--- start of DATA FOR THE TASK ---

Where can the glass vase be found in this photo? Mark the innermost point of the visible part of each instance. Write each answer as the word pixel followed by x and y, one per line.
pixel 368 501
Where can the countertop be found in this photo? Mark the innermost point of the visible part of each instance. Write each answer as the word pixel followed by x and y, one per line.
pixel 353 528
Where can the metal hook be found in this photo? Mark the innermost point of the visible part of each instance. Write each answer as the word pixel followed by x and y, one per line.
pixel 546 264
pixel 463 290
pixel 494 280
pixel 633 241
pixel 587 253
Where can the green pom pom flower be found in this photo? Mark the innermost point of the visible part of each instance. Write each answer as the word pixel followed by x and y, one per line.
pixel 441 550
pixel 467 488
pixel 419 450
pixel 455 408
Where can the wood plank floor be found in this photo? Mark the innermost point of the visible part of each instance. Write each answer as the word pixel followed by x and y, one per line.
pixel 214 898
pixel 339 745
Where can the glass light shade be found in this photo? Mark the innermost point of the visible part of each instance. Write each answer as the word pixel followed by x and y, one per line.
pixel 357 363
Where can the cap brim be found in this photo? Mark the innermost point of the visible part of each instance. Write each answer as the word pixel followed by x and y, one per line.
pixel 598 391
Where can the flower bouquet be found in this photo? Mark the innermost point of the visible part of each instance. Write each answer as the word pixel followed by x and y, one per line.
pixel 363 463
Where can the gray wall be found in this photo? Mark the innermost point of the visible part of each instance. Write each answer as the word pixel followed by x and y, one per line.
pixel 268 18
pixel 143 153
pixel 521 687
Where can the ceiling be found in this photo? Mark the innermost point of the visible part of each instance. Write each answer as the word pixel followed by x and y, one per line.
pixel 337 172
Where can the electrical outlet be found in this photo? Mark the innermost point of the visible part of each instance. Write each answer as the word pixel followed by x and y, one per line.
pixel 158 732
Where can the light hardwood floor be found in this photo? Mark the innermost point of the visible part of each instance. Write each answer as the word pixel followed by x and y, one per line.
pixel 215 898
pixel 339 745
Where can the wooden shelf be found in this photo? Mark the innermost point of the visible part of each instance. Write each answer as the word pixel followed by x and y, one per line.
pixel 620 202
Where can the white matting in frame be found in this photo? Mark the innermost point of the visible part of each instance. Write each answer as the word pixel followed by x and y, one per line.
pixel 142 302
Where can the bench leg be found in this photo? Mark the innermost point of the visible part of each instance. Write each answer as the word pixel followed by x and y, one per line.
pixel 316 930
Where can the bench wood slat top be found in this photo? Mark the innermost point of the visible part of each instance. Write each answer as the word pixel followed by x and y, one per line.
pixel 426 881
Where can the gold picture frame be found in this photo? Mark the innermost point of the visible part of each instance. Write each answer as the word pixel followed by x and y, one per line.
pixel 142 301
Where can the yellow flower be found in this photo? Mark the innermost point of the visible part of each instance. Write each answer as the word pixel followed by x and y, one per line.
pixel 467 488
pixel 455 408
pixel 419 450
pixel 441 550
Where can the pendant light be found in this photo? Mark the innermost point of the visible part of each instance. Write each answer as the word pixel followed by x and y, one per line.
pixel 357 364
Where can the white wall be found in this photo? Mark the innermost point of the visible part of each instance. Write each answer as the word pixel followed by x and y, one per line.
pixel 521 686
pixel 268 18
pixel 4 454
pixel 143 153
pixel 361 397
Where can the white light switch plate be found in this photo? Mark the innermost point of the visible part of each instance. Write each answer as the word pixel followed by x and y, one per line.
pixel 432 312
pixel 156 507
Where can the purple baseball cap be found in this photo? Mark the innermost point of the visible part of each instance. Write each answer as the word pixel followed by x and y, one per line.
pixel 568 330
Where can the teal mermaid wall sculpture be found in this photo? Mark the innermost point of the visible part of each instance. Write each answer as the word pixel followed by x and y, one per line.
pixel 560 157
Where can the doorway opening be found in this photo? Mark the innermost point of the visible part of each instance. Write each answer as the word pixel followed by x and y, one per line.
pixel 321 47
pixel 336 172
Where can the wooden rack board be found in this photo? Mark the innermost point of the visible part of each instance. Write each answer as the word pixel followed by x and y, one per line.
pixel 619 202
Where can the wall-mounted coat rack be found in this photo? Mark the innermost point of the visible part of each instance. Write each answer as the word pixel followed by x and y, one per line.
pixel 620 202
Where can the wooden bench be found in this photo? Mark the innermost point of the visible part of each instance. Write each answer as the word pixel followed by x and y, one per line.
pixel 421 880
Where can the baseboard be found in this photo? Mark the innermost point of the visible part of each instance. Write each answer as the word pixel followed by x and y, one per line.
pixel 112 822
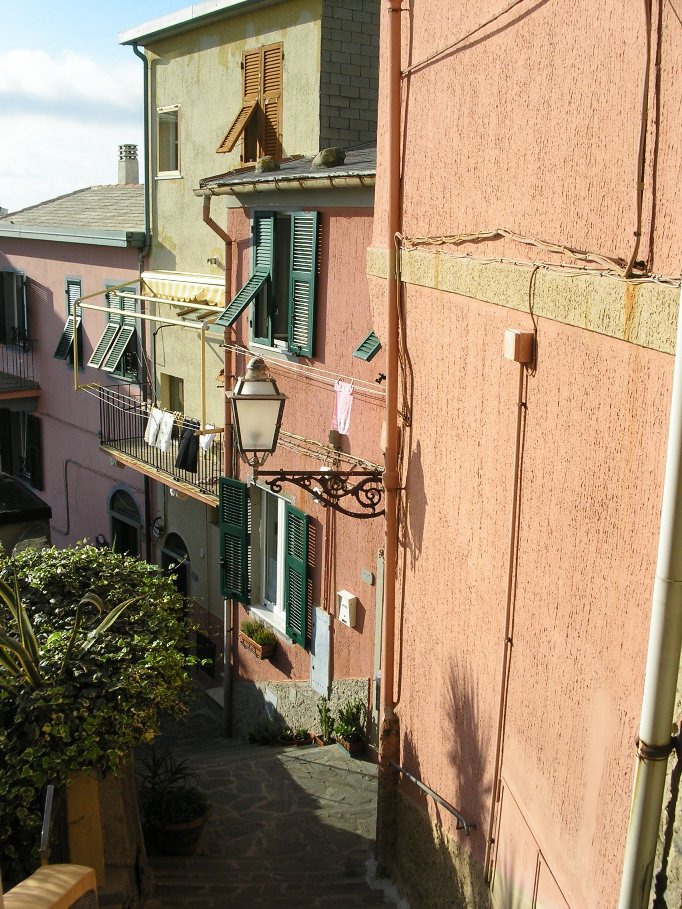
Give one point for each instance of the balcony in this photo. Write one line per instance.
(123, 420)
(17, 377)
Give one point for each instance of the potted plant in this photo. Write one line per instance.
(302, 736)
(174, 808)
(326, 723)
(255, 636)
(351, 727)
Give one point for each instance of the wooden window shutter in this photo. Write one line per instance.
(368, 348)
(263, 232)
(296, 574)
(34, 451)
(233, 518)
(271, 101)
(302, 283)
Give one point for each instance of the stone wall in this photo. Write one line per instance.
(349, 72)
(431, 869)
(295, 703)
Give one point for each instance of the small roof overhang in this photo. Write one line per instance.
(120, 238)
(188, 18)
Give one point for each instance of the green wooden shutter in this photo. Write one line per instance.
(368, 348)
(233, 518)
(302, 283)
(34, 451)
(104, 343)
(296, 574)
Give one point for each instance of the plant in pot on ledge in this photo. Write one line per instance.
(174, 808)
(255, 636)
(351, 727)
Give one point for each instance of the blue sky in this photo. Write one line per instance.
(69, 94)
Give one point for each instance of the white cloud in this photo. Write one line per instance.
(47, 156)
(67, 78)
(63, 116)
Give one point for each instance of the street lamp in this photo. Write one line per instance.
(257, 407)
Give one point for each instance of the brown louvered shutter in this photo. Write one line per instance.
(271, 101)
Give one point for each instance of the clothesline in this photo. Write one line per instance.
(321, 375)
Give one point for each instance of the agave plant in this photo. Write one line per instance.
(21, 656)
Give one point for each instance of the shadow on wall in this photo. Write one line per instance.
(436, 866)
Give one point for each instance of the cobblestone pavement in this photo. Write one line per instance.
(290, 827)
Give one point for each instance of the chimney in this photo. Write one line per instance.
(128, 167)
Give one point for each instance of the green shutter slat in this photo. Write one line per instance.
(242, 299)
(296, 574)
(66, 340)
(34, 451)
(369, 348)
(118, 348)
(104, 343)
(302, 283)
(233, 515)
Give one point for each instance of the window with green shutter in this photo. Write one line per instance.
(281, 288)
(64, 350)
(117, 349)
(296, 574)
(233, 525)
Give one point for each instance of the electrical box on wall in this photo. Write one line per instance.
(345, 607)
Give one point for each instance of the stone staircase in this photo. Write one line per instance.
(290, 827)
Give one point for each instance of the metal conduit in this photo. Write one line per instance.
(462, 823)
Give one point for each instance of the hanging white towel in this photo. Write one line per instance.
(152, 429)
(163, 436)
(206, 440)
(343, 403)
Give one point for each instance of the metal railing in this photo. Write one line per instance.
(123, 420)
(16, 362)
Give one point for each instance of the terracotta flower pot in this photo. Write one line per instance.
(261, 651)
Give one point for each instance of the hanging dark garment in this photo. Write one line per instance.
(188, 450)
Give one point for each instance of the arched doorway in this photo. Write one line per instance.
(125, 523)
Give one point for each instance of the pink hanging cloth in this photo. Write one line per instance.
(343, 404)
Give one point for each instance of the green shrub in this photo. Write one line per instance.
(258, 631)
(87, 698)
(352, 722)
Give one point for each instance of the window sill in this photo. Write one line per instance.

--- end of DATA FOR THE TASK ---

> PROMPT
Copy the material exactly. Do not include the pictures.

> REPLY
Where can the glass vase be found in this photo? Mark the innermost point of the visible part of each instance. Write each answer as the word pixel followed by x and y, one per line.
pixel 368 501
Where can the countertop be found in this photo? Mark the innermost point of the visible part of each instance. Write each answer as the word pixel followed by x and y, one per line.
pixel 353 528
Where can the metal hook be found in this photo? Mark the innermost point of the visible part of each instance. Write each answer as the word pixel followed by x and y, one per line.
pixel 546 264
pixel 463 290
pixel 494 280
pixel 633 241
pixel 587 253
Where can the green pom pom flower be found in this photo? Mark the innermost point of the visible part of each instance. Write each answer as the word pixel followed by x and y, one per line.
pixel 441 550
pixel 467 488
pixel 419 450
pixel 455 408
Where can the wood plank floor be found in this photo? Mark the innermost point of the visible part of each instance. Write each answer as the word pixel followed by x and y, one per line.
pixel 214 898
pixel 339 745
Where can the glass light shade be found in this photo? Mark the innermost point of the visible part of each instance. Write each answer as the word pixel followed by x and y, one per line.
pixel 357 363
Where can the cap brim be found in this photo? Mark the innermost point of the visible part of each instance. Write each answer as the word pixel followed by x and y, one per line.
pixel 598 391
Where can the flower bouquet be found in this photo? Mark the innermost point of the visible part of each instance. Write each answer as the word pixel followed by x and y, one per line.
pixel 363 463
Where can the gray wall be found in this photo? Mark the innermost point of the visible part of each instance. Write each answer as the word pixel followed by x and y, one per line.
pixel 268 18
pixel 143 153
pixel 521 687
Where can the ceiling be found in this photo? Mark the innermost point of the visible part of each instance. Write each answer as the word pixel followed by x and y, one per line.
pixel 337 172
Where can the electrical outlet be found in this photo? Mark the innermost point of the visible part of each instance. Write each answer as the word pixel followed by x and y, one per line.
pixel 158 732
Where can the light hardwood floor be found in this photo? Mark the innermost point of the visible part of each instance. Write each answer as the word pixel followed by x and y, one per line.
pixel 215 898
pixel 339 745
Where can the wooden shelf be found in this photo? Mark the innermost point of the visible part of each instance. Write each answer as the word pixel followed by x and y, one per line.
pixel 620 202
Where can the white matting in frame be found in this photo? Mark the innermost point of the visible part of each instance. Write each answer as the word pixel followed by x and y, one per line.
pixel 142 302
Where can the bench leg be found in this photo? Mark the innermost point of the visible part of each instance. Write each answer as the word pixel followed by x and y, one per line.
pixel 316 930
Where can the bench wood slat top be found in this photo? Mark the innermost point of the visible part of each instance. Write each answer as the word pixel followed by x and y, one per line.
pixel 426 881
Where can the gold picture frame be found in this photo? Mark the innermost point of the visible part of each instance. Write each answer as the word pixel followed by x and y, one per line.
pixel 142 301
Where can the yellow flower be found in this photo? Mark the innermost point of the visible part of each instance. Write each answer as the word pixel followed by x and y, one per line.
pixel 467 488
pixel 455 408
pixel 419 450
pixel 441 550
Where can the pendant light be found in this photo? Mark the innermost point of the visible part of each instance. Write each answer as the word pixel followed by x and y, one per line.
pixel 357 364
Where can the white wall be found in this photo? Mark the innermost point of the visible part of each instance. Write each answer as the word pixel followed by x and y, one per line.
pixel 521 686
pixel 268 18
pixel 4 454
pixel 143 153
pixel 361 397
Where can the white light switch plate be found in this photo? Mark the innermost point of the visible part of each instance. Write each answer as the word pixel followed by x and y, one per line.
pixel 432 312
pixel 156 507
Where can the purple baseball cap be found in this photo? Mark the innermost point of the visible part of each instance. Write each answer as the word pixel followed by x and y, one per line.
pixel 568 330
Where can the teal mermaid wall sculpture be found in this photo? Mark the innermost point of the visible part of each instance. Write each answer as the word pixel followed by x and y, one per line.
pixel 560 157
Where can the doorway opening be found in this photo? Mark the innermost point of the visible part of each instance. Write each answer as the word pixel followed by x and y, one per line.
pixel 321 47
pixel 336 172
Where can the wooden rack board be found in this photo? Mark the innermost point of the visible part of each instance. Write each answer as the word pixel followed by x and y, one per line.
pixel 619 202
Where can the wall-mounted coat rack be found in this photo? Mark the innermost point of the visible part of each instance. Write each answer as the word pixel followed by x and y, one per line.
pixel 620 202
Where can the wooden bench be found in this photo? Mark the innermost point of the visible part of each instance. Write each answer as the word pixel followed by x and y, one per line.
pixel 421 880
Where can the baseboard be found in this photo? Mark the innermost point of the visible part of each instance. Write each answer as the word pixel followed by x and y, one per line.
pixel 112 822
Give one point for each instance of the balcony in this photo. Write one line per instance.
(123, 420)
(17, 377)
Give one point for each instance of the potted plant in this photo. Write one line per instance.
(302, 736)
(174, 808)
(326, 723)
(255, 636)
(351, 727)
Give one point for each instance of the wooden window shutter in this photo. Write one line per instance.
(368, 348)
(263, 232)
(296, 574)
(34, 451)
(233, 518)
(271, 101)
(302, 283)
Give one point for each instance of the stone wall in this photo. Write one line per instance.
(349, 72)
(431, 869)
(295, 703)
Give one point for each instance of the small roof overhang in this photo. Write one line per instance.
(120, 238)
(188, 18)
Give one point for each instance of the green wooden shutter in this photo. Write one line per instance.
(368, 348)
(233, 518)
(302, 283)
(34, 451)
(104, 343)
(296, 574)
Give one point for each instance of the plant in pot on ledge in this photo. Write one line per instance.
(174, 808)
(255, 636)
(351, 727)
Give one point for each instance of the blue sky in this photo. Write one line per instance.
(69, 94)
Give one point for each instance of the white cloud in this photo. Write one line per instance.
(47, 156)
(67, 78)
(63, 116)
Give one point for each instance of the street lamp in this photo. Write one line per instance.
(257, 407)
Give one point for each instance of the brown louvered shutter in this photo. Write one line per instance.
(271, 101)
Give one point for each instance of the clothesline in this photo. Write one line per instance.
(321, 375)
Give one point for each instance of the agave plant in this photo. Write one line per instance.
(21, 656)
Give one point for each instance of the shadow on wall in this photo. Write one line per instance.
(436, 866)
Give one point for each instance of the cobblestone pavement in this photo. Write one line per instance.
(290, 827)
Give one point for each instance of the chimney in this photo. Write one line per instance.
(128, 167)
Give one point for each instance of the green shutter slat in this photo. Write one line per instance.
(242, 299)
(296, 574)
(66, 340)
(34, 451)
(369, 348)
(118, 348)
(104, 343)
(302, 283)
(233, 515)
Give one point for each instance of the window with green shutter in this photo. Write one line per instance.
(281, 288)
(64, 350)
(117, 349)
(296, 574)
(233, 525)
Give one point for each instance of the electrical box on wall in this photo. Write one line per instance.
(345, 607)
Give one point for each instance of the stone staircase in this photo. Write one line per instance.
(290, 827)
Give one point for each instance of the metal conduit in this photo. Write one line per instance.
(462, 823)
Give one point for each instance of the hanging white towel in this photo. Write one line per instance.
(152, 429)
(163, 436)
(206, 440)
(343, 403)
Give one point for each instance of the metal railing in this photo. Write one line per instance.
(123, 420)
(16, 362)
Give one point for each instance of the terracotta flower pot in this photo. Write one line per instance.
(261, 651)
Give one point for each instance of the hanging dark garment in this photo. Write one line per instance.
(188, 450)
Give one point for each instance of the arched doorway in this photo. Write one line per instance.
(125, 523)
Give one point for each instance of the pink hanging cloth in this photo. Write one line per instance.
(343, 404)
Give one point for each instance of the green shrub in this photo. Write one line per instance.
(258, 631)
(87, 698)
(352, 722)
Give one point for each instance of the window sill in this photo. Write one line per instance.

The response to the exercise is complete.